## Record extracts
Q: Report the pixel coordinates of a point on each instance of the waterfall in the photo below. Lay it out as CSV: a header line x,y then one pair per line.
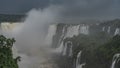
x,y
72,30
84,29
103,29
117,31
108,29
115,60
78,65
51,33
67,49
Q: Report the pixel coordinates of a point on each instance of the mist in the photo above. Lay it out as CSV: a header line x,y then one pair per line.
x,y
30,37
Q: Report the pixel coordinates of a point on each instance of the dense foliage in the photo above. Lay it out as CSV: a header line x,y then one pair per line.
x,y
6,56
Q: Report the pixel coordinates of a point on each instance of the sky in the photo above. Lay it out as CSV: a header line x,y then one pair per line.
x,y
75,9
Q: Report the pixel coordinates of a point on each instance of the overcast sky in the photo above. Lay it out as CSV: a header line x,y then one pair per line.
x,y
73,8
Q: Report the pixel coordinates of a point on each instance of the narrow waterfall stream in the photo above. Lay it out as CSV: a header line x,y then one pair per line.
x,y
78,61
116,59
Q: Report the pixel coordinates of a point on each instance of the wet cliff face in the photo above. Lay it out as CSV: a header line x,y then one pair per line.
x,y
92,39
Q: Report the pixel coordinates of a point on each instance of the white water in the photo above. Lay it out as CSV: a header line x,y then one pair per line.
x,y
51,33
84,29
67,49
103,29
109,29
116,59
78,65
72,30
117,31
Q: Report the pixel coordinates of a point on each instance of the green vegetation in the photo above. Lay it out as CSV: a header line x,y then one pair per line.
x,y
6,56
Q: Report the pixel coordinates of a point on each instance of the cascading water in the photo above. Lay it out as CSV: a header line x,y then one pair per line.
x,y
51,33
117,31
103,28
109,29
116,59
84,29
11,30
78,65
67,50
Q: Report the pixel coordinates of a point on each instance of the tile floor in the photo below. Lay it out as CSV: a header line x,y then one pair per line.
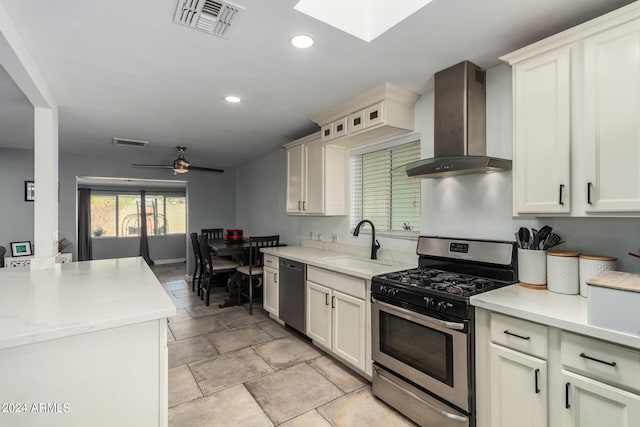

## Action item
For each record, return its text exactly and leave any picture out.

## Answer below
Q: Report the pixel coordinates of a point on each instance of the waterfall in the photo below. Lay it out as CSV: a header line x,y then one pair per line.
x,y
72,30
84,29
103,29
117,31
108,29
115,60
78,65
51,33
67,49
Q: Report the pixel coordinates of a point on each instance of the mist in the photo above. Lay it out as CSV: a header line x,y then one pair per line.
x,y
30,37
Q: Report the pixel coordinates of a point on each instance of the dense foliage in the photo above. Lay it out as CSV: a header line x,y then one pair per line.
x,y
6,56
Q: Report the pixel coordinates of a point on each instance of the sky in the photo above. Lay it out as CSV: a header line x,y then one pair per line.
x,y
75,9
Q: Report the pixel coordinates of a point on each instance of the overcast sky in the photo above. Lay it out as CSV: a header line x,y then one pair per line.
x,y
73,8
Q: Report the pixel coordinates of a point on each instance of the narrow waterfall stream in the photo above. Lay it out as CSV: a header line x,y then one pair per line.
x,y
78,61
116,59
Q: Report the pixel coordinates of a point on each instance of the wet cliff face in the photo above. Lay it out as CSV: a header line x,y then one pair per line.
x,y
92,39
Q: Report the pixel coordinates of a point on each instance of the white water in the photo above. Lay it out as CSV: a header line x,y then one pair per line.
x,y
51,33
84,29
67,49
103,29
109,29
116,59
78,65
72,30
117,31
Q: Report the pixel coordinates of a point on each instance of the green vegetation in the photo above. Lay it out as CSV: a header line x,y then one pair per line.
x,y
6,56
Q: Report the pixel coordinates of a point on each instance of the cascading water in the photo above. Lay it out as CSV: a header line x,y then one pair per line.
x,y
51,33
117,31
103,28
109,29
116,59
84,29
11,30
78,65
67,50
Q: Report the pixel coordinates of a point on each instance of the tile floor in the photo below. Lay it out as CSV: a header line x,y then one pair per line.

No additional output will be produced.